(Bounding-box listing)
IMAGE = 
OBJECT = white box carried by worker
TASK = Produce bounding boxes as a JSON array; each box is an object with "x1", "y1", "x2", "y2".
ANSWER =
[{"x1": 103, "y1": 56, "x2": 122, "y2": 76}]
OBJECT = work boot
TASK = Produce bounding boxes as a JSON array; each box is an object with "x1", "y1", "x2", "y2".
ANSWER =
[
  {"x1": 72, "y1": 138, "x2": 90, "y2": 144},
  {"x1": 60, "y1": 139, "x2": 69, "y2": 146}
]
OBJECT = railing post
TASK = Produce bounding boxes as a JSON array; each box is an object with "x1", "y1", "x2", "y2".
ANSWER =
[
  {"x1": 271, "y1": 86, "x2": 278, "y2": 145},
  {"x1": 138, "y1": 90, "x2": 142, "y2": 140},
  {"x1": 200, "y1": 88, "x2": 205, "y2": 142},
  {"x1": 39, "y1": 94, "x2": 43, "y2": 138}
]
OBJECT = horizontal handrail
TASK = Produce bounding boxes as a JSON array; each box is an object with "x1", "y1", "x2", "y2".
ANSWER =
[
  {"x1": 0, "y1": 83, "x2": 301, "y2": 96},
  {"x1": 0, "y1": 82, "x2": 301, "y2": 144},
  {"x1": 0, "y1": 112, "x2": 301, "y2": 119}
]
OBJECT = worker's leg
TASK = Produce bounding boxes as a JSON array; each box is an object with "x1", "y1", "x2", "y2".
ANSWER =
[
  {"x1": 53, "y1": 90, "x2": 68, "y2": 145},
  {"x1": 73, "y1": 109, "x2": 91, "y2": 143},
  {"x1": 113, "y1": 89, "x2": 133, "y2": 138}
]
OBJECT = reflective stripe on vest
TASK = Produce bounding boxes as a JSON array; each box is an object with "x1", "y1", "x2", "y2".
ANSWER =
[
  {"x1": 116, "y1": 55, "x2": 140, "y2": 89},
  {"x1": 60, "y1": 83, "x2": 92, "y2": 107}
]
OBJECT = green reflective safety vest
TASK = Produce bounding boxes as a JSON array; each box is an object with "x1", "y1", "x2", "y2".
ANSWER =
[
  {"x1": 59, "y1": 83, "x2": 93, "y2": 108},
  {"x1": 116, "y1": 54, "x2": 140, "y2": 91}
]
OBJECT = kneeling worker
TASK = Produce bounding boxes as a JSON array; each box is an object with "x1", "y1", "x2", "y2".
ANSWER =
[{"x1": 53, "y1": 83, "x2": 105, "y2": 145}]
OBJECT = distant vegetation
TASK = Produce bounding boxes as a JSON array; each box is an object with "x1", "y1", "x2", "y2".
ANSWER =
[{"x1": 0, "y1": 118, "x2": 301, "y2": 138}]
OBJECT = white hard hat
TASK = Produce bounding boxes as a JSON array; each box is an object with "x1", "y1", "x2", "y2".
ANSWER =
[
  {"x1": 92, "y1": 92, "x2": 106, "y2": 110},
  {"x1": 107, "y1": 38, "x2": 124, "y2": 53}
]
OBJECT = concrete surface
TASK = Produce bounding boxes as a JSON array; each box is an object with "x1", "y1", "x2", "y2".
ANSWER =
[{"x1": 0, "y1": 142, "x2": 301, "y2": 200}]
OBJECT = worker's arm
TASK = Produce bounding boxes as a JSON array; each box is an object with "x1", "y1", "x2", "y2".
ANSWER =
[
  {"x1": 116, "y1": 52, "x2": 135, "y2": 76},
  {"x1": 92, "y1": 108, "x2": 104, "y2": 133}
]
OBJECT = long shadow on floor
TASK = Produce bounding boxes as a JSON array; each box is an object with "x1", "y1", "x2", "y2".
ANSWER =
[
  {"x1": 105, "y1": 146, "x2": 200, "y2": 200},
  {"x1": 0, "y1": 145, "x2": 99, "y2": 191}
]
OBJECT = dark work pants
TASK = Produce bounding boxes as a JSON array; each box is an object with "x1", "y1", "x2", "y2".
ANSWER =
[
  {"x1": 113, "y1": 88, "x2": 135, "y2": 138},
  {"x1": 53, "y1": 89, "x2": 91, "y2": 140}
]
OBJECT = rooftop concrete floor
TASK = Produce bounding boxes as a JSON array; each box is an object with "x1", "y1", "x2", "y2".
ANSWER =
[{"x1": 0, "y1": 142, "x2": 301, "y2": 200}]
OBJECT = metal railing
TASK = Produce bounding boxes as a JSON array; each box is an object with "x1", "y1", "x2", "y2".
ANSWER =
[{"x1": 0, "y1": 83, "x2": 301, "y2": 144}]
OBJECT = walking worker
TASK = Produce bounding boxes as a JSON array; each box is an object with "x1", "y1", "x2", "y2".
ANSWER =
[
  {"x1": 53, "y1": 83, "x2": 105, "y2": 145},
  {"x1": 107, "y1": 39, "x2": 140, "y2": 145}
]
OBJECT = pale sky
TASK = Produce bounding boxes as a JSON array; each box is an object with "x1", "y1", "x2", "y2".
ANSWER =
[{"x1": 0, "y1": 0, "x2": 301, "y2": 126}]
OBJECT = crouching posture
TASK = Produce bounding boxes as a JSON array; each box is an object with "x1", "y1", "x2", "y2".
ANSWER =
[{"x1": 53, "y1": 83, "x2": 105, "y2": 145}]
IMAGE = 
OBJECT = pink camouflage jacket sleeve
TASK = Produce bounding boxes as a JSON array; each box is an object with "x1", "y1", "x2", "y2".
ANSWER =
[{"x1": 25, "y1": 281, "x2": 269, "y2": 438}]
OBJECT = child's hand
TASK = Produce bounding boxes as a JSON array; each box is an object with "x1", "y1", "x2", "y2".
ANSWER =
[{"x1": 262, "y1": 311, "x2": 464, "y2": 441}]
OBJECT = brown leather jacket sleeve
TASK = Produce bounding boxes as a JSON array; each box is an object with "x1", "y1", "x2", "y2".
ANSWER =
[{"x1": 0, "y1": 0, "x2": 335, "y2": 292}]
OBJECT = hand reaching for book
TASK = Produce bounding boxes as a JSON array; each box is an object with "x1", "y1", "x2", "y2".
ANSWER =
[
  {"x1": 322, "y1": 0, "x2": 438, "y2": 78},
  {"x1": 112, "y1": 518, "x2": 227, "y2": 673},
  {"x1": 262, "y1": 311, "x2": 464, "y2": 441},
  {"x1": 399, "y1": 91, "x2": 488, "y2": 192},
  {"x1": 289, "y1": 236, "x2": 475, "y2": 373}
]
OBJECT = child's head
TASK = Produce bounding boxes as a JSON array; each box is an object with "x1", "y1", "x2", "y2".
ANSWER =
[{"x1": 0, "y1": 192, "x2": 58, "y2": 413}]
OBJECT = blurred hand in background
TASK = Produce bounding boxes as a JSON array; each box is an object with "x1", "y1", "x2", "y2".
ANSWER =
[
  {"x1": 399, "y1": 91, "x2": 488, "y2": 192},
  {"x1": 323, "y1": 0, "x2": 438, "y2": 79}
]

> _WRITTEN EXERCISE_
Please return each line of the listing above that contains the word "floor".

> _TASK RESPONSE_
OBJECT = long shadow on floor
OBJECT = rooftop concrete floor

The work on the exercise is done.